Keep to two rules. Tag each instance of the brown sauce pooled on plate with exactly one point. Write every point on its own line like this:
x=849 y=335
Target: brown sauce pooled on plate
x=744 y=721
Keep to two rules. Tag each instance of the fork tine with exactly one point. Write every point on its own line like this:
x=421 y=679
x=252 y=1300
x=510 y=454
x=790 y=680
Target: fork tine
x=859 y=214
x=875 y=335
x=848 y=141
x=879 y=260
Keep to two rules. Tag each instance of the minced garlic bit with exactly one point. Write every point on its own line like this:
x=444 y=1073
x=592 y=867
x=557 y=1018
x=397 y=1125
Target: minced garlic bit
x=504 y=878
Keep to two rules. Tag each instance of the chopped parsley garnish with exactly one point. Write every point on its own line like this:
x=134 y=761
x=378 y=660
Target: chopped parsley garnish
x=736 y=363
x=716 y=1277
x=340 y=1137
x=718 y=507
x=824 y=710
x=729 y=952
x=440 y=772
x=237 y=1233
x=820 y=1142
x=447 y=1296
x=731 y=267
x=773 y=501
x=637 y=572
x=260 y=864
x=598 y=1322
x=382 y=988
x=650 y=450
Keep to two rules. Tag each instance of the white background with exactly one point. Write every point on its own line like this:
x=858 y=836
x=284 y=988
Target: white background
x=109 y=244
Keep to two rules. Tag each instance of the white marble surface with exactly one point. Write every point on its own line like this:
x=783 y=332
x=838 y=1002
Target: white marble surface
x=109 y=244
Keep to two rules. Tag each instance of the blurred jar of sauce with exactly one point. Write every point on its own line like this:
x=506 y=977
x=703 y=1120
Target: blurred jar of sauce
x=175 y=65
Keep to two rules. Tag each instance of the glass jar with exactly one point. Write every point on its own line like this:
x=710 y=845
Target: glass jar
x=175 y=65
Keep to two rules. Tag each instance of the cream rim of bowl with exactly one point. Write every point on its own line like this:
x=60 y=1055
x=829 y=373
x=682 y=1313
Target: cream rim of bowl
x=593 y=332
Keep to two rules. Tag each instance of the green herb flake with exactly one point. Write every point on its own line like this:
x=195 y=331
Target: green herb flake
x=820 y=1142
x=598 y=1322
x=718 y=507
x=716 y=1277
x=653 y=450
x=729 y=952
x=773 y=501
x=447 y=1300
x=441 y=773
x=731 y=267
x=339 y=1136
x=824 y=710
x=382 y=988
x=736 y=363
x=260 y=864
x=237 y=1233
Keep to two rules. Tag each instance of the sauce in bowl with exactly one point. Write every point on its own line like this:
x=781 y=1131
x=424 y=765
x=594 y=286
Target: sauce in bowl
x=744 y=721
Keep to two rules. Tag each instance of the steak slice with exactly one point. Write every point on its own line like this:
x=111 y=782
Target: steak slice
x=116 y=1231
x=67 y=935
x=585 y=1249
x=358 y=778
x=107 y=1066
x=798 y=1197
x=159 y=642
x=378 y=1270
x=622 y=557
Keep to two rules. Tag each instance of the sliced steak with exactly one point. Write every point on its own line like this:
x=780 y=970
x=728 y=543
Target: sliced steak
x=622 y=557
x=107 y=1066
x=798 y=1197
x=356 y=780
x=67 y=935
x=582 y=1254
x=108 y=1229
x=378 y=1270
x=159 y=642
___
= Problem to solve =
Exactly as they appear, restate all of the entries.

= Result below =
Keep to two rules. Tag each instance of the brown sauce pooled on plate with exactly one point. Write every point on its own line like this:
x=849 y=335
Target: brown sauce pooled on plate
x=744 y=721
Keep to two rules. Tag each instance of the fork tine with exactly one point. Write every point on its own line like this:
x=421 y=679
x=252 y=1300
x=510 y=454
x=790 y=680
Target: fork tine
x=859 y=214
x=875 y=335
x=848 y=141
x=879 y=260
Keep to two rules. Tag each instance of the minced garlic bit with exactly one point. Write every point on its own line like this:
x=444 y=1073
x=592 y=867
x=557 y=1018
x=397 y=1125
Target: minced garlic bit
x=504 y=878
Keep to two rules. Tag each instance of the chopped parsley garnish with exactly one point. Write every point on its own line like this:
x=134 y=761
x=378 y=660
Target: chopped parsley garnish
x=736 y=363
x=716 y=1277
x=340 y=1137
x=718 y=507
x=824 y=710
x=729 y=952
x=440 y=772
x=237 y=1233
x=820 y=1142
x=447 y=1296
x=731 y=267
x=773 y=501
x=637 y=572
x=260 y=864
x=598 y=1322
x=382 y=988
x=650 y=450
Keep to two rules. Tag each instance of the white background with exactly one point. Write every point on its own line like this:
x=858 y=836
x=284 y=988
Target: white background
x=109 y=244
Keep to two rules. Tag each instance of the white marble surface with exactly one point. Write every point on its own line like this:
x=783 y=332
x=838 y=1002
Target: white marble surface
x=109 y=244
Keep to two rules. Tag each instance of the blurred jar of sauce with exactly one point. Write every point on its own line like this:
x=506 y=977
x=703 y=1120
Target: blurred jar of sauce
x=175 y=65
Keep to two rules. Tag each instance of the glass jar with exactly one point. Write every point on its own line like this:
x=710 y=845
Target: glass jar
x=175 y=65
Keep to two rules. Tag each instance of the cream rim of bowl with exactly one point. Write every point on its own line like this:
x=60 y=1055
x=829 y=373
x=682 y=1313
Target: cream rim of bowl
x=593 y=332
Keep to two rules. Tag each instance of the green herb flake with exactly one point. Write every point on its own line like this:
x=195 y=331
Target: green herb flake
x=820 y=1142
x=598 y=1322
x=718 y=507
x=716 y=1277
x=653 y=450
x=729 y=952
x=773 y=501
x=447 y=1300
x=441 y=773
x=731 y=267
x=339 y=1136
x=824 y=710
x=382 y=988
x=736 y=363
x=260 y=864
x=237 y=1233
Keep to two rules. Tag each instance of the sauce in bowl with exactly one point. Write every point on its own line like this:
x=781 y=1131
x=424 y=765
x=594 y=286
Target: sauce in bowl
x=744 y=721
Keep to two rules. Tag each instance of the steak slice with exactly one point. Write every point on its own line like this:
x=111 y=782
Target: steak slice
x=116 y=1231
x=67 y=935
x=585 y=1249
x=358 y=778
x=107 y=1066
x=798 y=1197
x=159 y=642
x=378 y=1270
x=622 y=557
Keep to two rules. Tag each instance of the sliced steak with exactly one point. Write every point on its own line like this:
x=780 y=970
x=728 y=543
Target: sliced steak
x=622 y=557
x=107 y=1066
x=798 y=1197
x=356 y=780
x=67 y=935
x=582 y=1254
x=108 y=1229
x=378 y=1270
x=159 y=642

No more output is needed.